* TEXT SECTION *
Content starts

Someone spied on an open WiFi network to protest metadata surveillance
One might think an assortment of journalists, politicians, and military officers would know better than to trust an open WiFi network during a Swedish defense conference. One would also be wrong, as the Swedish Pirate Party's Gustav Nipe showed last week when he set up a network which monitored the sites the conference's attendees visited.
The stunt was used to protest wide-reaching surveillance programs from the National Security Agency and its Swedish counterpart, the National Defence Radio Establishment. Nipe claims that he's able to use little more than the websites visited by the conference's attendees to identify -- or at least come close to identifying -- who accessed his network.
I don't doubt it. Government claims that "only" collecting metadata (stuff describing a message like an email's sender, recipient, and subject line) instead of content (what that email actually said) have never stood up to criticism. As one study concluded last March:
At the outset of this study, we shared the same hypothesis as our computer science colleagues—we thought phone metadata could be very sensitive. We did not anticipate finding much evidence one way or the other, however, since the MetaPhone participant population is small and participants only provide a few months of phone activity on average.

Content ends

* WORK INSTRUCTIONS *
A. Summarize the article on the WiFi surveillance stunt in two sentences.
B. Write a continuation of the article on the WiFi surveillance stunt, picking up after its final sentence.

* SUPPLIED DATA *
Content starts

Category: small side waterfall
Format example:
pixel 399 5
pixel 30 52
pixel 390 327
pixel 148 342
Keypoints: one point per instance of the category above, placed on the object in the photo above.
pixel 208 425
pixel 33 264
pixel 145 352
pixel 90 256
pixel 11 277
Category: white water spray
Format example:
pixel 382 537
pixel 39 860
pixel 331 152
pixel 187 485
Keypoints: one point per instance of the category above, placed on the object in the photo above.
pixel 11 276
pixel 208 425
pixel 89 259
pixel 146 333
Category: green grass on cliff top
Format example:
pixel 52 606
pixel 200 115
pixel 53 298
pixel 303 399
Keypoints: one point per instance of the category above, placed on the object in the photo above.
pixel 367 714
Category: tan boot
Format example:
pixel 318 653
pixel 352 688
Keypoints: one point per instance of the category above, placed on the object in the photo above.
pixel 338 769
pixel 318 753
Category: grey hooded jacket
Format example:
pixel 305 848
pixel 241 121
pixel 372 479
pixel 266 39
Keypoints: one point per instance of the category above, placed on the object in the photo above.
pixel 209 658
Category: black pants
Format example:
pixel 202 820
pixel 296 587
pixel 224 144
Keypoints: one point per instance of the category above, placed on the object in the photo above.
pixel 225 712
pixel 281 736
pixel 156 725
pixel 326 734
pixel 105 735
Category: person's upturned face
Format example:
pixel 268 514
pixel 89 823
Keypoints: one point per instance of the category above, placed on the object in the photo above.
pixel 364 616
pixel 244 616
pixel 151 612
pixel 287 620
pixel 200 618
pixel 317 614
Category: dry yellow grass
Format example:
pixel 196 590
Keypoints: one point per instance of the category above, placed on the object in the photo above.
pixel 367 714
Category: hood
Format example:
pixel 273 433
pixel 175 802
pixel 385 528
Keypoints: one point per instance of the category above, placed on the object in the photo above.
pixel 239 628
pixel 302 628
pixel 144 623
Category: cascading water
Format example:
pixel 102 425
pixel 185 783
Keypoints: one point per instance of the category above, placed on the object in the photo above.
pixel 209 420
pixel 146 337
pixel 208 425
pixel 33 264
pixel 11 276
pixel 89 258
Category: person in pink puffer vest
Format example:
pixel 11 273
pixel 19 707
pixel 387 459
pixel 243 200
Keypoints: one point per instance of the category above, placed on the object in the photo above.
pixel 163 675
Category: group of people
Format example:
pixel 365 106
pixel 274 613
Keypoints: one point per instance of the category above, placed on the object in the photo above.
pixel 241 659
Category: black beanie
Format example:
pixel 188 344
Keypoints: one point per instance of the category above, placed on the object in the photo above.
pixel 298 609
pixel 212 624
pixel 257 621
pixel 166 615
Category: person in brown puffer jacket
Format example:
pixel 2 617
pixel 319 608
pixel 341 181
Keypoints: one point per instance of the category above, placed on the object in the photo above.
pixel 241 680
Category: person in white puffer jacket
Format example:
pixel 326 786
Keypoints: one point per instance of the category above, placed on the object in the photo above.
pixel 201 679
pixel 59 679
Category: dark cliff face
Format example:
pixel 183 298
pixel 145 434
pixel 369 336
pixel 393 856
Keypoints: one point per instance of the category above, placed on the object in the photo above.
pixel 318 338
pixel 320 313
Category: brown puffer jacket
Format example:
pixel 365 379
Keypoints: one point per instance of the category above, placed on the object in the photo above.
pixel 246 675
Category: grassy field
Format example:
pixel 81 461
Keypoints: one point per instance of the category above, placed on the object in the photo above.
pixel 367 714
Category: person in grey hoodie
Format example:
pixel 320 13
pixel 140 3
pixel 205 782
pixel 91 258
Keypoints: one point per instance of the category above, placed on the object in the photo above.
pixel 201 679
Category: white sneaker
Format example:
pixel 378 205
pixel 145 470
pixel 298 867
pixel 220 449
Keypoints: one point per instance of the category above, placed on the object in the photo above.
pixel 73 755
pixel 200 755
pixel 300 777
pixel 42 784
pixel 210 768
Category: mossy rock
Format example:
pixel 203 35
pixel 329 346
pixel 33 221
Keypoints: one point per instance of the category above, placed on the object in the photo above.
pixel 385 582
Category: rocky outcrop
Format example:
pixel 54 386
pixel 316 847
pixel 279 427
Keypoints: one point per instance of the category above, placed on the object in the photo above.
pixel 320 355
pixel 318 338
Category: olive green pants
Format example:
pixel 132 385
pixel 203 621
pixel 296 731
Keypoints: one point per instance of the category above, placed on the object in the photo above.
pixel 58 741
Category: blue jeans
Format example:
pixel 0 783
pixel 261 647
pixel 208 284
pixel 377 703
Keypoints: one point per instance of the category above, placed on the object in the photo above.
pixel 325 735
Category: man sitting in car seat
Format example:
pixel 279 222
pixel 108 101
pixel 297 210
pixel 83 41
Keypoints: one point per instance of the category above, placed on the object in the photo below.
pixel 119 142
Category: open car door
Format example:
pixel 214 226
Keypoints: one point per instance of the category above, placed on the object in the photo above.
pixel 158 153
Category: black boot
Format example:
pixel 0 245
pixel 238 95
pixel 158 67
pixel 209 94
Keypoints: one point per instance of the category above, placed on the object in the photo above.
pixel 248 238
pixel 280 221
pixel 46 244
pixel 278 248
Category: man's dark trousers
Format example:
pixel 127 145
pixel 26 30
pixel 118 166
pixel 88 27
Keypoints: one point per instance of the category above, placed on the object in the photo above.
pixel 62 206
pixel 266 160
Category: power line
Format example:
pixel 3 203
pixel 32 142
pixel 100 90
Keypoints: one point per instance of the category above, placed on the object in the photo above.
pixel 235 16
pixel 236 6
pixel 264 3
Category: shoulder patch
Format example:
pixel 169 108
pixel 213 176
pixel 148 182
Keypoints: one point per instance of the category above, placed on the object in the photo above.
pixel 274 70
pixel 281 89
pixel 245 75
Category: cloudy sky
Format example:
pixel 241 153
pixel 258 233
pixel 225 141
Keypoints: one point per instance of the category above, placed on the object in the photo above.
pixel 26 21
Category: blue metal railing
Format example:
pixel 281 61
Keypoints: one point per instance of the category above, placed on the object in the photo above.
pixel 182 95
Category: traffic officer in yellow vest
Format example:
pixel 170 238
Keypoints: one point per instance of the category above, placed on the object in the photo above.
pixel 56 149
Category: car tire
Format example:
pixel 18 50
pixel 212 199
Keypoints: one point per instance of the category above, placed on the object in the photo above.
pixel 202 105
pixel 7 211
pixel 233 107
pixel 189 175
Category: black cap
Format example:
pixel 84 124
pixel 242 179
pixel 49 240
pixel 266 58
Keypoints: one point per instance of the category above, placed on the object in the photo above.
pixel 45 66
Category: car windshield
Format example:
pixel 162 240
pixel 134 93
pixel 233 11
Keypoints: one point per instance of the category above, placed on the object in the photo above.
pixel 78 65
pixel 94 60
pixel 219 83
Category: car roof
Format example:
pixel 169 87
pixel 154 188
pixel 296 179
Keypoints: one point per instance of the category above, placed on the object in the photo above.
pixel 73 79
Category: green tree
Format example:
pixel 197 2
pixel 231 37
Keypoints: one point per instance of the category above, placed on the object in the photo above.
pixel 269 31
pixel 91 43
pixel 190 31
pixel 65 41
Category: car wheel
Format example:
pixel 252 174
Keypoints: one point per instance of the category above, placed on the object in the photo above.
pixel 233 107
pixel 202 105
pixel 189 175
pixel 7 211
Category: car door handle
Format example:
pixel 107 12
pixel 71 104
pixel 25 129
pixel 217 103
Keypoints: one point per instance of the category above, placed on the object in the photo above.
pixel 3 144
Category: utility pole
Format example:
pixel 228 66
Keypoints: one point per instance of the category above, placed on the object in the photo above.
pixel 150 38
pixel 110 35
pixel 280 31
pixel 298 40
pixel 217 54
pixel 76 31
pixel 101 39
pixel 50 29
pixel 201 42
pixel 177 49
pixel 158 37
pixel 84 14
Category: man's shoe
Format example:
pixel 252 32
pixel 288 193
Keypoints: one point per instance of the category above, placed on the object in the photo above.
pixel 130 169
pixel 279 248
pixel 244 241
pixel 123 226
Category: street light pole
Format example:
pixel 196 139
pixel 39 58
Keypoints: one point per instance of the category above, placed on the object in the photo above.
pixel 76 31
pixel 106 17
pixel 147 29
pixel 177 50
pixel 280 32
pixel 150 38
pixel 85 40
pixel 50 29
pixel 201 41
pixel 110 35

Content ends
Content starts

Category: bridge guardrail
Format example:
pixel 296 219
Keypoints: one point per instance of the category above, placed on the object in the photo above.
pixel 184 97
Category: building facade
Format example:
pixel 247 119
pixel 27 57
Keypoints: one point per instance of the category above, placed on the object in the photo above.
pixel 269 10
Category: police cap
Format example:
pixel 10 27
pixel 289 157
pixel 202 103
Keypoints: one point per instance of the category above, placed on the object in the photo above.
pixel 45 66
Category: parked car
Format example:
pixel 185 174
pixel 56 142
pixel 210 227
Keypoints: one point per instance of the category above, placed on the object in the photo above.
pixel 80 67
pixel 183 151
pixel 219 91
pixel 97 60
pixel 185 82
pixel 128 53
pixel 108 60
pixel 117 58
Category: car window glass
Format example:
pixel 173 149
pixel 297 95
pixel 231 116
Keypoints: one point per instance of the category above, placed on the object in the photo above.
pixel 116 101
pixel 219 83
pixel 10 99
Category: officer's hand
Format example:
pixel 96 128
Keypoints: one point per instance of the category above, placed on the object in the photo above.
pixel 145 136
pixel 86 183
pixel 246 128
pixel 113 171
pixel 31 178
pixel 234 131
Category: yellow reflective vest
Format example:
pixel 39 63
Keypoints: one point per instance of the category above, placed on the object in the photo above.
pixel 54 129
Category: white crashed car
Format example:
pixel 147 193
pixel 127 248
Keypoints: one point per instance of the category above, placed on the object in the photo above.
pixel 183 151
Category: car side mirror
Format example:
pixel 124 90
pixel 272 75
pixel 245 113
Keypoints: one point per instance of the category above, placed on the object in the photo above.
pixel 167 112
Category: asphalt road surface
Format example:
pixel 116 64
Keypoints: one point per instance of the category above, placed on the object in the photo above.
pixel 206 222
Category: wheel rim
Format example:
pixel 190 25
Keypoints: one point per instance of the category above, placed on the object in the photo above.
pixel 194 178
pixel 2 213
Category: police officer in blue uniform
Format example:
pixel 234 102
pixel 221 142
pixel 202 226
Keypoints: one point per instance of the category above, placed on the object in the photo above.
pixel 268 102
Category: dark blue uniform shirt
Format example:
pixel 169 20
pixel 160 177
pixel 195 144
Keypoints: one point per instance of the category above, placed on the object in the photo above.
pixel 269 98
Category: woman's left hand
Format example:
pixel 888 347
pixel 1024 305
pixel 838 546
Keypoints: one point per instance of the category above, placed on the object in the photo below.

Content ends

* TASK RESULTS *
A. At a Swedish defense conference, the Swedish Pirate Party's Gustav Nipe set up an open WiFi network that monitored which sites attendees visited, in protest against surveillance programs run by the National Security Agency and Sweden's National Defence Radio Establishment. Nipe claims the visited websites alone let him identify, or nearly identify, who used his network, and the writer says government arguments for collecting "only" metadata rather than content have never stood up to criticism.

B.
We were wrong. We found that phone metadata is unambiguously sensitive, even in a small population and over a short time window. Turns out that knowing who someone's calling is often all that's required to make some conclusions about their intent. Like I noted in my report on the study, researchers saw that one participant called a “hotline for a pharmaceutical used solely to treat relapsing multiple sclerosis" and another "placed a series of calls to the local Planned Parenthood."
Nipe told Swedish media that conference attendees weren't always focused on whatever was happening around them: at least some of them monitored an online bidding war, and one searched for "forest hikes," which presumably had nothing to do with a presentation given during a conference about the national security apparatus and defense industries.
Those little snippets of information might seem innocuous, but if they can be used by a single activist to identify conference attendees who should know better than to trust open WiFi networks, what might intelligence agencies gathering much more data find out? If this experiment and the study I mentioned are any indicators, a whole lot, actually.